[Raw records]
######

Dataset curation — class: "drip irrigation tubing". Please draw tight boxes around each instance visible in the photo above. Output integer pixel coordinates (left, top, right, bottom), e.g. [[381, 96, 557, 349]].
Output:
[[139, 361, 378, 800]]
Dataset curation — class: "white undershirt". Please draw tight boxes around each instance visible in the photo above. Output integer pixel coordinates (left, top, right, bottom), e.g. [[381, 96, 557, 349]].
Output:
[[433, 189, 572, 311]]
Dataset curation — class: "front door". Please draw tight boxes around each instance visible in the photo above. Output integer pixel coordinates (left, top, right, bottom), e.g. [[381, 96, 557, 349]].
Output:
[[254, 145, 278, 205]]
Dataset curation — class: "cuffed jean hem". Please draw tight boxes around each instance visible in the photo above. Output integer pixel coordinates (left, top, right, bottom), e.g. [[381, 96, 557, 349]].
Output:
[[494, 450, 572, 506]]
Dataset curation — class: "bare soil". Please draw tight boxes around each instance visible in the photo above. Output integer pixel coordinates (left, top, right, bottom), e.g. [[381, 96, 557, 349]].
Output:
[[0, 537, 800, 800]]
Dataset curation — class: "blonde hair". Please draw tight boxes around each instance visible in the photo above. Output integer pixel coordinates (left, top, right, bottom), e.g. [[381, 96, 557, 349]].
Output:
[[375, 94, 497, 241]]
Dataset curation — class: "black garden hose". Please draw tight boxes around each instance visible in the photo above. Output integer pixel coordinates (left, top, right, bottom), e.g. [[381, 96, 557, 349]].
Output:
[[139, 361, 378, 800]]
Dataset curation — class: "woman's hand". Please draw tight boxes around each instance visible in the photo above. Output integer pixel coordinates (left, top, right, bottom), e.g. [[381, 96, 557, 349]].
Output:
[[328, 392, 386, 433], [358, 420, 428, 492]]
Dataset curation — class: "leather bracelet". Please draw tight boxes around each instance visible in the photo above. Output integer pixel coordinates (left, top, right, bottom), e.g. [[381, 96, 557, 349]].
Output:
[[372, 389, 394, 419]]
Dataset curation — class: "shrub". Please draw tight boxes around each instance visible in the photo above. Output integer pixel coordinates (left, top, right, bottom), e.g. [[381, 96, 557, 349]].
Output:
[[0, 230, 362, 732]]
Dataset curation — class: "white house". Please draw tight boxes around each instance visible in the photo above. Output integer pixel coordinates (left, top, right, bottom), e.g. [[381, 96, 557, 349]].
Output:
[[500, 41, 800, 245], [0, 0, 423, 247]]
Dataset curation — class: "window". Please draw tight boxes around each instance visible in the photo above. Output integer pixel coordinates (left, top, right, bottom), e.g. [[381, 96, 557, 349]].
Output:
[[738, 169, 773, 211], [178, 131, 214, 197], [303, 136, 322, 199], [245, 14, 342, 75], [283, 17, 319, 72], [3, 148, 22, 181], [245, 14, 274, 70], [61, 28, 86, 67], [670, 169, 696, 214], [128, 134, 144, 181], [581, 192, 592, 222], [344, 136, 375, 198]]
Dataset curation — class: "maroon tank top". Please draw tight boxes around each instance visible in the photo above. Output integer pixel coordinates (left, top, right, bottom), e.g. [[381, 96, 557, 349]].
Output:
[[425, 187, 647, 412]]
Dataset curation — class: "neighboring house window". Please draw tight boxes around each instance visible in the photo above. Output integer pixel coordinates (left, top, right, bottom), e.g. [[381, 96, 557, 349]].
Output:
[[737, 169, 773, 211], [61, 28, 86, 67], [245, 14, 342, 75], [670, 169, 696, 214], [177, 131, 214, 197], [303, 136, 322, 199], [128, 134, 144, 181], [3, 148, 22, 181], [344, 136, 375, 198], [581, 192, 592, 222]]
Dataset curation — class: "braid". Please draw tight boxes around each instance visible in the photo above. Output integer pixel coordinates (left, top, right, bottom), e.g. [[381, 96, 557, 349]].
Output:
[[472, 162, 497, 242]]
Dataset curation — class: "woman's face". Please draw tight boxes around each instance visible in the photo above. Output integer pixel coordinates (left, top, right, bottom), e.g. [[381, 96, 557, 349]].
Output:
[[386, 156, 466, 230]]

######

*What you are asked to do:*
Copy the full listing above line for line, with no changes.

*Reply:*
Dataset curation — class: "drip irrigation tubing". Please draw tight boxes around each instance visible in the photo above. Output integer pixel coordinates (left, top, right, bottom), e.g. [[381, 96, 557, 349]].
Output:
[[139, 361, 378, 800]]
Dataset curation — class: "white undershirt". Please draw tight boxes around each instance visible in the photo above. Output integer pixel coordinates (left, top, right, bottom), e.g. [[381, 96, 557, 349]].
Output:
[[433, 189, 572, 311]]
Dataset curation — class: "front door". Please draw tight boxes around each instance visible in the photo above. Output integer pixel coordinates (left, top, right, bottom), e.g. [[381, 96, 557, 349]].
Output:
[[254, 145, 278, 205]]
Dataset curation — class: "cuffed jean hem". Please draw tight boxes around each instance visible in the photo above. Output integer pixel coordinates (left, top, right, bottom), e.g. [[381, 96, 557, 349]].
Output:
[[494, 450, 572, 506]]
Dataset curation — class: "bare soil". Please draw tight boxes around each instance visible in the photo above. Output integer pixel coordinates (left, top, right, bottom), e.g. [[381, 96, 557, 349]].
Output:
[[0, 537, 800, 800]]
Dataset curation — class: "blonde hair". Please draw tight boxes around each instance visible in the photo above. Output integer pixel coordinates (left, top, right, bottom), e.g. [[381, 96, 557, 349]].
Output:
[[375, 94, 497, 241]]
Dataset curation — class: "black garden hose". Please draw tight boxes around each instance visible in the photo above. Output integer pixel coordinates (left, top, right, bottom), e.g. [[381, 96, 557, 349]].
Output:
[[139, 361, 378, 800]]
Dataset curation — class: "woman's hand". Please draw tight boxes around each instance visible in the photo above. Output integer pixel coordinates (left, top, right, bottom), e.g. [[381, 96, 557, 349]].
Output:
[[328, 392, 386, 433], [358, 420, 428, 492]]
Dataset curation — class: "leather bracelet". Please draw tight boxes around each instance visible in the photo above. Output integer pixel coordinates (left, top, right, bottom), e.g. [[381, 96, 557, 349]].
Output:
[[372, 389, 394, 419]]
Dataset curation — class: "shrub". Please draw tight boxes around each instance visible in the photo above. Output integer pixel coordinates (left, top, right, bottom), e.g. [[381, 96, 557, 349]].
Output:
[[0, 230, 362, 732]]
Dataset curation — class: "white house". Please draw tight boxes around each instance visible in the photo above. Output integer pixel coordinates (left, top, right, bottom), e.g. [[381, 96, 557, 349]].
Output:
[[500, 41, 800, 245], [0, 0, 423, 247]]
Dataset curation — class: "window". Please draw tight boxes around each instance visible in the photo above. Output integer pixel coordinates (left, top, right, bottom), e.g. [[381, 96, 557, 349]].
Output:
[[738, 169, 773, 211], [178, 131, 214, 197], [303, 136, 322, 199], [245, 14, 342, 75], [283, 17, 319, 72], [3, 148, 22, 181], [245, 14, 274, 70], [61, 28, 86, 67], [670, 169, 696, 214], [128, 134, 144, 181], [581, 192, 592, 222], [344, 136, 375, 198]]
Dataset curation — class: "maroon tank top". Please draw tight boxes around each instance visible in the photo above. Output integer pixel coordinates (left, top, right, bottom), e.g. [[381, 96, 557, 349]].
Output:
[[425, 187, 647, 412]]
Dataset curation — class: "neighboring house window". Please draw tight boxes around each instance visible in the photo above. Output integer pixel coordinates (left, top, right, bottom), e.g. [[381, 96, 557, 349]].
Output:
[[737, 169, 773, 211], [61, 28, 86, 67], [245, 14, 342, 75], [670, 169, 696, 214], [177, 131, 214, 197], [303, 136, 322, 199], [128, 134, 144, 181], [3, 148, 22, 181], [344, 136, 375, 198], [581, 192, 592, 222]]
Dataset curation — class: "braid". Please draw tight boxes around each instance visible in the photo above. Output integer pixel coordinates (left, top, right, bottom), e.g. [[381, 96, 557, 349]].
Output:
[[472, 162, 497, 242]]
Dataset curation — class: "woman's face". Please draw tight boxes around each instance visible in the photo above. Output integer pixel coordinates (left, top, right, bottom), e.g. [[381, 96, 557, 349]].
Output:
[[386, 156, 466, 230]]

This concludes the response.